WORKING DATA:
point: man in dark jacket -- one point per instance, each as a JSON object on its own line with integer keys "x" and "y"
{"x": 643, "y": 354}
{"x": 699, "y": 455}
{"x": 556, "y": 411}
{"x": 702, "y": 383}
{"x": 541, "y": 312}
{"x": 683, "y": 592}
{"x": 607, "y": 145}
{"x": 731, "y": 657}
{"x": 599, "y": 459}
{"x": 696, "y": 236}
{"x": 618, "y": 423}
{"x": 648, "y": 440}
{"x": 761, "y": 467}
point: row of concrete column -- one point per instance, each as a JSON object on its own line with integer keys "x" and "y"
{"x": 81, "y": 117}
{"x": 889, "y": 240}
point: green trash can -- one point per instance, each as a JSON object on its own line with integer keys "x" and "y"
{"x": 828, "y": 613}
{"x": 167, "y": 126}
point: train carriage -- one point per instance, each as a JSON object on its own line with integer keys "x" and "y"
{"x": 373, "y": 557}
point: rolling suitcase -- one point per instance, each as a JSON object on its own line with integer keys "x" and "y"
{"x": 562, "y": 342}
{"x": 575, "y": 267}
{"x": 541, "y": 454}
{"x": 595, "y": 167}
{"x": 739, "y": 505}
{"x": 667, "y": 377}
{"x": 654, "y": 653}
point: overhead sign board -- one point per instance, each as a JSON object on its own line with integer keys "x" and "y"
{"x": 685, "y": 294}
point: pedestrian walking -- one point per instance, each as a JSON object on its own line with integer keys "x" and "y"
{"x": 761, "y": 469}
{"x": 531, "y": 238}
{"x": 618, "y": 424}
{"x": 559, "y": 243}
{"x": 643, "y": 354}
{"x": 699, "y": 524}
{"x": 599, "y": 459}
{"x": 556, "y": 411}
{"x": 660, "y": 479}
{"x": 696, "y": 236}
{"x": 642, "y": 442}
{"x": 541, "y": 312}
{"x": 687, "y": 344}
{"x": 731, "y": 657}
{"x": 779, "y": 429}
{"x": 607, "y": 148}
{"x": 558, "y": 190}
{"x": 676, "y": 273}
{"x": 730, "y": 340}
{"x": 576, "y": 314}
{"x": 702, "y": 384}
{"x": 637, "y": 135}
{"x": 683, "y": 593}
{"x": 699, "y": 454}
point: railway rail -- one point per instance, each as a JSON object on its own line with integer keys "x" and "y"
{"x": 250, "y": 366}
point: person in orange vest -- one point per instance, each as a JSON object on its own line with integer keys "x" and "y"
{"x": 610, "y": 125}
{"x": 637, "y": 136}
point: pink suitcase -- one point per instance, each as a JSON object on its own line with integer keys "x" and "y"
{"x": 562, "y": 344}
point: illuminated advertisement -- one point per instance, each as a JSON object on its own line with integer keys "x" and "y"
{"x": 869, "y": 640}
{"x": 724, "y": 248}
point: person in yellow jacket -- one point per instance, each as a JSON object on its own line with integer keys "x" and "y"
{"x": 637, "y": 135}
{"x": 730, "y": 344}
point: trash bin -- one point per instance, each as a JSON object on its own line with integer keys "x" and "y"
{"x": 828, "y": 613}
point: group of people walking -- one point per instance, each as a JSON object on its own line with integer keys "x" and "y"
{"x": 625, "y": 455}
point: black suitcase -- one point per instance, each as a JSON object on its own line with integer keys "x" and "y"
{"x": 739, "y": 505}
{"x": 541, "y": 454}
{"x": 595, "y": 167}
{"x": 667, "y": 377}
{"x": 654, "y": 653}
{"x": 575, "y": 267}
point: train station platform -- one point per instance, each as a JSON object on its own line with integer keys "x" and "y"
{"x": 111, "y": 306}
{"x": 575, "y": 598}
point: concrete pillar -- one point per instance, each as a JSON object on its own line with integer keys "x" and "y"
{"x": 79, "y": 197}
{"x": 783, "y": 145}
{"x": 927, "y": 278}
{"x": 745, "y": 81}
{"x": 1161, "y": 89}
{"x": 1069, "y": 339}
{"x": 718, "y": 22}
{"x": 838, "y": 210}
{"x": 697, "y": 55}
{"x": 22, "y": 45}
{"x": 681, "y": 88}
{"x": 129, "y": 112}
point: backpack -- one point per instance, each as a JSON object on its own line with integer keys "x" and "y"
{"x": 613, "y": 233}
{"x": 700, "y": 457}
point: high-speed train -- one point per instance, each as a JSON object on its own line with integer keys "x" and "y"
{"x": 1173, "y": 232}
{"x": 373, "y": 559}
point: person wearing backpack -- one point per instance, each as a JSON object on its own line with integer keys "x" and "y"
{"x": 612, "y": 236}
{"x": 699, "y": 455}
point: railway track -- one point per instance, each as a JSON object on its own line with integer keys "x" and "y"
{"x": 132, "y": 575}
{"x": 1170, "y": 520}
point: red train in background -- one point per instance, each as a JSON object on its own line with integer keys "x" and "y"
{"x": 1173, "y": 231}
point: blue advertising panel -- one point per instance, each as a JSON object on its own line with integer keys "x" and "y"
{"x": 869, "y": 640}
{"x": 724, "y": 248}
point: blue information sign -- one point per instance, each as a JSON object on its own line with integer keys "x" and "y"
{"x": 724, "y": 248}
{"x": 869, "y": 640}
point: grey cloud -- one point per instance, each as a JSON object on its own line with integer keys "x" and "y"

EXERCISE DIRECTIONS: Output the records in full. Keep every character as it is.

RESULT OF THE TASK:
point: man in dark jacket -- one point per instance, each as a JSON object on its own line with integer keys "x" and "y"
{"x": 643, "y": 354}
{"x": 699, "y": 455}
{"x": 556, "y": 411}
{"x": 702, "y": 383}
{"x": 541, "y": 312}
{"x": 683, "y": 592}
{"x": 607, "y": 145}
{"x": 731, "y": 657}
{"x": 599, "y": 459}
{"x": 696, "y": 236}
{"x": 618, "y": 423}
{"x": 648, "y": 440}
{"x": 761, "y": 467}
point: row of concrete column -- one point per instance, each as a JSON object on its own line with integer keys "x" and "y"
{"x": 81, "y": 117}
{"x": 889, "y": 240}
point: green trash can -- one point per instance, each as a JSON object on its own line with integer keys "x" and "y"
{"x": 828, "y": 613}
{"x": 167, "y": 126}
point: train carriage -- one point per instance, each as a JSON object on its own line with integer keys "x" and "y"
{"x": 373, "y": 557}
point: rolling suitcase -- one point per instance, each as a JSON object on its own line with integer keys "x" and "y"
{"x": 562, "y": 342}
{"x": 575, "y": 267}
{"x": 541, "y": 454}
{"x": 595, "y": 167}
{"x": 739, "y": 505}
{"x": 667, "y": 377}
{"x": 654, "y": 653}
point: overhead sign board -- one point per instance, each as a JSON object on its own line with integer keys "x" and "y"
{"x": 685, "y": 294}
point: pedestrian walking -- one point per instance, each as a JSON object on its own line with integer keys "x" and "y"
{"x": 761, "y": 469}
{"x": 531, "y": 238}
{"x": 618, "y": 424}
{"x": 559, "y": 243}
{"x": 643, "y": 354}
{"x": 699, "y": 524}
{"x": 599, "y": 459}
{"x": 556, "y": 411}
{"x": 660, "y": 479}
{"x": 696, "y": 236}
{"x": 642, "y": 442}
{"x": 541, "y": 312}
{"x": 687, "y": 344}
{"x": 731, "y": 657}
{"x": 779, "y": 429}
{"x": 607, "y": 148}
{"x": 558, "y": 190}
{"x": 676, "y": 273}
{"x": 730, "y": 340}
{"x": 576, "y": 314}
{"x": 702, "y": 384}
{"x": 637, "y": 135}
{"x": 683, "y": 593}
{"x": 699, "y": 454}
point: railway rail -- one point per instance, each as a JSON object on its own line with integer keys "x" and "y"
{"x": 250, "y": 366}
point: person in orange vest -- one point per instance, each as a JSON object on its own line with integer keys "x" and "y"
{"x": 610, "y": 125}
{"x": 637, "y": 136}
point: pink suitcase -- one point per instance, each as a JSON object on its own line with integer keys "x" and "y"
{"x": 562, "y": 344}
point: illuminated advertisement -- one point per instance, each as a JSON object on its own line with integer keys "x" and "y"
{"x": 869, "y": 640}
{"x": 724, "y": 248}
point: person in yellow jacket -- one point per instance, each as a JSON object on its own line with integer keys "x" and "y"
{"x": 637, "y": 135}
{"x": 730, "y": 344}
point: trash bin -- one point per instance, each as a JSON object on its own line with integer keys "x" and "y"
{"x": 828, "y": 613}
point: group of people walking -- one point per instance, each as a JSON object on its own line with integer keys "x" and "y"
{"x": 625, "y": 455}
point: black suitcase -- one point per instance, each as a JSON object on its own line with integer keys "x" and "y"
{"x": 739, "y": 505}
{"x": 541, "y": 454}
{"x": 595, "y": 167}
{"x": 667, "y": 377}
{"x": 654, "y": 653}
{"x": 575, "y": 267}
point: train station platform -- one point per instance, each as a JSON object on its own line with integer keys "x" and "y"
{"x": 111, "y": 306}
{"x": 575, "y": 598}
point: concrete pillar -- one point per instance, each as a JSON object on its own line with integer keys "x" and "y"
{"x": 79, "y": 197}
{"x": 783, "y": 145}
{"x": 927, "y": 278}
{"x": 745, "y": 81}
{"x": 1161, "y": 89}
{"x": 1069, "y": 339}
{"x": 718, "y": 22}
{"x": 838, "y": 210}
{"x": 697, "y": 55}
{"x": 22, "y": 45}
{"x": 681, "y": 88}
{"x": 129, "y": 112}
point: backpack -- one point per instance, each as a JSON object on its own line with integer keys "x" and "y"
{"x": 613, "y": 233}
{"x": 700, "y": 457}
point: high-speed train -- one point per instance, each as a JSON object on its own line with integer keys "x" and "y"
{"x": 1173, "y": 232}
{"x": 373, "y": 559}
point: person wearing backpack -- one point per instance, each as a JSON object on its own line with integer keys "x" and "y"
{"x": 612, "y": 236}
{"x": 699, "y": 455}
point: railway track -- one point per instance, each as a JSON object on its own line with integer keys "x" and "y"
{"x": 132, "y": 575}
{"x": 1170, "y": 520}
point: red train in background -- one point per instance, each as a JSON object on its own line with integer keys "x" and "y"
{"x": 1173, "y": 231}
point: blue advertising panel -- one point per instance, each as a JSON object on its own line with integer keys "x" and "y"
{"x": 869, "y": 640}
{"x": 724, "y": 248}
point: blue information sign -- one point per instance, each as a JSON object on its own line with integer keys "x" and "y"
{"x": 724, "y": 248}
{"x": 869, "y": 640}
point: grey cloud -- one point per instance, each as a JSON object on its own line with integer keys "x" and "y"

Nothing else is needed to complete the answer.